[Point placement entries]
>> START
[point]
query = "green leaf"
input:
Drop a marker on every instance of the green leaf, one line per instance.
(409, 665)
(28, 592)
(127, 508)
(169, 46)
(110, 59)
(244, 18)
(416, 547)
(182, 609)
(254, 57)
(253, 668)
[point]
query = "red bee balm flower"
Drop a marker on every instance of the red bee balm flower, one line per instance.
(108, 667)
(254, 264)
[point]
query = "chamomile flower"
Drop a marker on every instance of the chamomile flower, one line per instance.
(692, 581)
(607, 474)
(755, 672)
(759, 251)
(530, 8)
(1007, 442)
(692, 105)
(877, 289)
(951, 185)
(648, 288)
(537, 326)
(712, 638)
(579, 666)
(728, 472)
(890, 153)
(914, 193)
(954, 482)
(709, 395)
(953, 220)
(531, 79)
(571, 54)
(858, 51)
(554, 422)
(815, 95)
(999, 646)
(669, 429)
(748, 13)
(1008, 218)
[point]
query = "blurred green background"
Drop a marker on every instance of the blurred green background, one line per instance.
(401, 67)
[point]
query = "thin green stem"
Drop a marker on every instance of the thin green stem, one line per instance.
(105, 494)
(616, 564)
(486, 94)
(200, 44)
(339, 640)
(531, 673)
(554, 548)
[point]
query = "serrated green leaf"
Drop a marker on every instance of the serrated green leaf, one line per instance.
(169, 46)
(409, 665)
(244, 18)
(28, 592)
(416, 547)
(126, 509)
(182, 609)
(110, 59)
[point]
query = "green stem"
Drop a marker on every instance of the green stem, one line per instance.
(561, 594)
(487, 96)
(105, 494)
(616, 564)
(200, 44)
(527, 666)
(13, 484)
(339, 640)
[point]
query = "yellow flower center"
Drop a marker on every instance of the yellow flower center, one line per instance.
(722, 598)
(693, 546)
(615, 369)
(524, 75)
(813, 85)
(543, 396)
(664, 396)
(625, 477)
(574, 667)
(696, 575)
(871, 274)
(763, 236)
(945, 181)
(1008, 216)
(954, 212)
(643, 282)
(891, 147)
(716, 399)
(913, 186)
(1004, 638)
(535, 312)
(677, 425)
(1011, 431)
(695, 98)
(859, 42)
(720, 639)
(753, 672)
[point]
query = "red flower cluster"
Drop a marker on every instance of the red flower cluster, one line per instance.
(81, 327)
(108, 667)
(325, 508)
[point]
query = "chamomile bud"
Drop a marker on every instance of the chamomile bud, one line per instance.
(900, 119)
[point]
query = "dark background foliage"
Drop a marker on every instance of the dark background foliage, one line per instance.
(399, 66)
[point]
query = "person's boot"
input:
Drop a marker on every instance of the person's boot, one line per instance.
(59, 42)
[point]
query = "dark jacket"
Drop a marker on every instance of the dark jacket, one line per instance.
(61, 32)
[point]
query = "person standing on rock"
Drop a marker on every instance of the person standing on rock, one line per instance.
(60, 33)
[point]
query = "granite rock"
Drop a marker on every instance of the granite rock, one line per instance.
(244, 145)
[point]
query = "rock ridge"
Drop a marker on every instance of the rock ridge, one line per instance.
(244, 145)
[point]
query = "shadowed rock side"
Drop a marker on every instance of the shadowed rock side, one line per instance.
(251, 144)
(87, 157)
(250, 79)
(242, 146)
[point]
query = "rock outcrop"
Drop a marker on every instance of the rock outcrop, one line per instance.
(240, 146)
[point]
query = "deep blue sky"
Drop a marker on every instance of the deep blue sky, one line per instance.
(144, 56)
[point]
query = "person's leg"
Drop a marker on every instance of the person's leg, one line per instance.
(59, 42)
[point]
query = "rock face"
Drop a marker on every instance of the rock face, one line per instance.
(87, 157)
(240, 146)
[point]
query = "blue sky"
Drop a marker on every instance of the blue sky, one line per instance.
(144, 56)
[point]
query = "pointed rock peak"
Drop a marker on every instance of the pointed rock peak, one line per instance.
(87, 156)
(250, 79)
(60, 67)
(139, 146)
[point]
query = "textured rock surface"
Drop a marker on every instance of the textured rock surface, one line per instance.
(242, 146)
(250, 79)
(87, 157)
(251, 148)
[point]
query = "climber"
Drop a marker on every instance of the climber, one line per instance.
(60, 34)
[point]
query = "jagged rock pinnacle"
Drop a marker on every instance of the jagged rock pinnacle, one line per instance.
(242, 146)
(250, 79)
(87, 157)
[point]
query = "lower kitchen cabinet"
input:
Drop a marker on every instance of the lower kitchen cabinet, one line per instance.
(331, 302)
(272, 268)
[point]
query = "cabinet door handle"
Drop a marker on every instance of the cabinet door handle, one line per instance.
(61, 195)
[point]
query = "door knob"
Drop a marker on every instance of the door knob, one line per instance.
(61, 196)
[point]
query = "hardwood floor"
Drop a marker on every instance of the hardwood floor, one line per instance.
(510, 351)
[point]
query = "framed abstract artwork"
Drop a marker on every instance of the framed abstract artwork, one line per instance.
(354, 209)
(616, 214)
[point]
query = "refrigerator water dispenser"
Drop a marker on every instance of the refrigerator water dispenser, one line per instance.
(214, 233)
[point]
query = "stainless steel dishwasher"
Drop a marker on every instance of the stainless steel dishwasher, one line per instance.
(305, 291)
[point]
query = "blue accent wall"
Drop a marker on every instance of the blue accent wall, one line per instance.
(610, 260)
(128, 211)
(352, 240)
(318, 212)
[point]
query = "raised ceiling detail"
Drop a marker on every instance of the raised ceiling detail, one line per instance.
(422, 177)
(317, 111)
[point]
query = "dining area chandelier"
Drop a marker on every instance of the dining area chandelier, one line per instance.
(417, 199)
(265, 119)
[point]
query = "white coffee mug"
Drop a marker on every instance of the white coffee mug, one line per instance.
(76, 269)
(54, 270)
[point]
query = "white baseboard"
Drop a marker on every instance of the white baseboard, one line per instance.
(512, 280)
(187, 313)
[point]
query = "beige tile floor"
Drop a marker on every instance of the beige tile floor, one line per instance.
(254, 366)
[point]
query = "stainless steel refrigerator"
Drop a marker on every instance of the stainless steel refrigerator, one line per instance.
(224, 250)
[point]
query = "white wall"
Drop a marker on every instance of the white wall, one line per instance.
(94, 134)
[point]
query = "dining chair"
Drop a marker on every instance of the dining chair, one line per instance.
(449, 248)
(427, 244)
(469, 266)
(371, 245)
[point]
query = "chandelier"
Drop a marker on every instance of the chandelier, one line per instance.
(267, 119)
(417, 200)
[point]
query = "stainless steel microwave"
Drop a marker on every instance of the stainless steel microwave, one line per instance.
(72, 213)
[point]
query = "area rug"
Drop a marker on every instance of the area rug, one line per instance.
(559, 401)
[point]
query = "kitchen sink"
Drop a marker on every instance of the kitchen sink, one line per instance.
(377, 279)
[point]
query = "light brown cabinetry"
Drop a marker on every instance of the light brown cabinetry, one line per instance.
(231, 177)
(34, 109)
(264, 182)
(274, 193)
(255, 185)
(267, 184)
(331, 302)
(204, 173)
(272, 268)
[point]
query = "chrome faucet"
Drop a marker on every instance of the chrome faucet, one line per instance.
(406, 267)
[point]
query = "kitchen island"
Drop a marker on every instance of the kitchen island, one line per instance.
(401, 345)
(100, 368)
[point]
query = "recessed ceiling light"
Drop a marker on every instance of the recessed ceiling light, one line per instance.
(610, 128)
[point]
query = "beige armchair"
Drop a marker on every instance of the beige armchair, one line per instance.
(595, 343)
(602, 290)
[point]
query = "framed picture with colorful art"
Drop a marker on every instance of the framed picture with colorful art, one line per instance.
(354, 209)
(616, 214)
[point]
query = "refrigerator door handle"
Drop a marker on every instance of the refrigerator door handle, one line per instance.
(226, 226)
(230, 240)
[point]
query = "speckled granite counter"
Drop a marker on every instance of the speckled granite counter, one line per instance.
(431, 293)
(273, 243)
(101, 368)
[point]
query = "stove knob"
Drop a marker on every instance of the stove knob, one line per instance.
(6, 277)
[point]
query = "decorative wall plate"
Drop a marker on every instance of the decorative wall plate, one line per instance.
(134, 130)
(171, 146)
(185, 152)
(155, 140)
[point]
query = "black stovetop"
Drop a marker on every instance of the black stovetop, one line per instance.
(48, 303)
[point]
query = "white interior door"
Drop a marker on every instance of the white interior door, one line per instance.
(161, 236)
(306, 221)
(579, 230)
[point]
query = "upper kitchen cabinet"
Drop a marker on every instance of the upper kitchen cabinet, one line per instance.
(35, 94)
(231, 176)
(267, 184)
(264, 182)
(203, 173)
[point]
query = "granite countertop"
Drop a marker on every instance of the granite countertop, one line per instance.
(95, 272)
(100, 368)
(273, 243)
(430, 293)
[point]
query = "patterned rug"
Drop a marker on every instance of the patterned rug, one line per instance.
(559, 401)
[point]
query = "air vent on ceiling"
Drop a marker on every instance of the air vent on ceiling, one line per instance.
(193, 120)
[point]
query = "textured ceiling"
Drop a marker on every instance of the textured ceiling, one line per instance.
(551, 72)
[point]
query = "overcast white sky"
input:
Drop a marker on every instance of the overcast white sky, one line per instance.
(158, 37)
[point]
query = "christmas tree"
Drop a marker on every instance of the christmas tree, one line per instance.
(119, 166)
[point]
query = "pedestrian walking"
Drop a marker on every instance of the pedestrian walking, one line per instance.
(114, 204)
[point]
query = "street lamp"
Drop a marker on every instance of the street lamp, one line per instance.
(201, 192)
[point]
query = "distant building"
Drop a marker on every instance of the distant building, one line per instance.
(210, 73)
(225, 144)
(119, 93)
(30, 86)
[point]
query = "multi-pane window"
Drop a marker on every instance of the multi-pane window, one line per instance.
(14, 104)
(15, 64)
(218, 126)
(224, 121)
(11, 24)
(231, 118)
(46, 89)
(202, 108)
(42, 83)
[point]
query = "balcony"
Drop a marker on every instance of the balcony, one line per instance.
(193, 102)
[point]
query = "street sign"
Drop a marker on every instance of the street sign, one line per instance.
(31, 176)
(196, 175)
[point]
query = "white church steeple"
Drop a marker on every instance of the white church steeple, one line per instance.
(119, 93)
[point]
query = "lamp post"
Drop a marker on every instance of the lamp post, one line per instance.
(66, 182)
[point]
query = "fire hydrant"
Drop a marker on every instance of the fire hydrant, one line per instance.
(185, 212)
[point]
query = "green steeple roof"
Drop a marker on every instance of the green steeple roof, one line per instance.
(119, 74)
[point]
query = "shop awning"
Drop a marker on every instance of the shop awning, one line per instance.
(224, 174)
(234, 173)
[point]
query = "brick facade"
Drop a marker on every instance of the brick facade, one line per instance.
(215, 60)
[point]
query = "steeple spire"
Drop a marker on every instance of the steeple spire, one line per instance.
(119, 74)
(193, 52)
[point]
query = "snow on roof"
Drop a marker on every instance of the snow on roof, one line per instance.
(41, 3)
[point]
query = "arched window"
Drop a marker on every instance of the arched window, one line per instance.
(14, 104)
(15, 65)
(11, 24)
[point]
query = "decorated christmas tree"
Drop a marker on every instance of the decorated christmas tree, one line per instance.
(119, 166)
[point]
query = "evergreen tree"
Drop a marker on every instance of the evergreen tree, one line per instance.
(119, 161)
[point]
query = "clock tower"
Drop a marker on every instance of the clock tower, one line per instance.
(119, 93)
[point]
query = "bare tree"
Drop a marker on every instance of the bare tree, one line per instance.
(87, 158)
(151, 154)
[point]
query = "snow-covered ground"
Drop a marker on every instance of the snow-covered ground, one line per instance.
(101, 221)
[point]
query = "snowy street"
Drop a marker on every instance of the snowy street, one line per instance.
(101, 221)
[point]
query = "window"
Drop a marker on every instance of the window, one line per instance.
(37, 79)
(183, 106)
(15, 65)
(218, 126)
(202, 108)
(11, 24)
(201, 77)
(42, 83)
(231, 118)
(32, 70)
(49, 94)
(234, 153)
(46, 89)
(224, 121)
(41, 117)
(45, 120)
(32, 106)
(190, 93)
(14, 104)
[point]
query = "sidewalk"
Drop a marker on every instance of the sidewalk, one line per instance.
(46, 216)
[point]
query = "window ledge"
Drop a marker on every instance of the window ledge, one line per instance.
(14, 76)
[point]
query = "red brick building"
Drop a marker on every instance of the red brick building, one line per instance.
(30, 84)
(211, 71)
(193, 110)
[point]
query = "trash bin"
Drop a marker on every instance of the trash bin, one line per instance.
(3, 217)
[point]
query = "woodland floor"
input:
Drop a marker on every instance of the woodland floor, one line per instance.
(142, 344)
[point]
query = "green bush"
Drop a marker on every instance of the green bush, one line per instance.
>> END
#### [TASK DIRECTIONS]
Could you gather every line of the entries above that contains the word "coffee"?

#### [RESULT BELOW]
query = "white coffee mug"
Drop a marker on every instance of the white coffee mug, one line per instance.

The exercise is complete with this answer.